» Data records
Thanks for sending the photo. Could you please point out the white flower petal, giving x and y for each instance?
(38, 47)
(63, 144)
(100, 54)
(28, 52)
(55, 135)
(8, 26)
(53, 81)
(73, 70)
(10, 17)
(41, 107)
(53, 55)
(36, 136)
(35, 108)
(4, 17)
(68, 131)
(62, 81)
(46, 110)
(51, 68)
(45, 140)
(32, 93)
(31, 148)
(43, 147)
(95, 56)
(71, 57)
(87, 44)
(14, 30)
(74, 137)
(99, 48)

» YOUR TASK
Reproduce every line of the listing above verbatim, with no changes.

» RESPONSE TO THE TASK
Thanks for sending the photo. Could you please point out the white flower petal, giving x and y for each instance?
(38, 47)
(63, 144)
(100, 54)
(28, 52)
(55, 135)
(8, 26)
(53, 81)
(73, 70)
(10, 17)
(41, 107)
(53, 55)
(36, 136)
(35, 108)
(4, 17)
(68, 131)
(62, 81)
(46, 110)
(51, 68)
(45, 140)
(32, 93)
(31, 148)
(43, 147)
(95, 56)
(71, 57)
(87, 44)
(14, 30)
(74, 137)
(99, 48)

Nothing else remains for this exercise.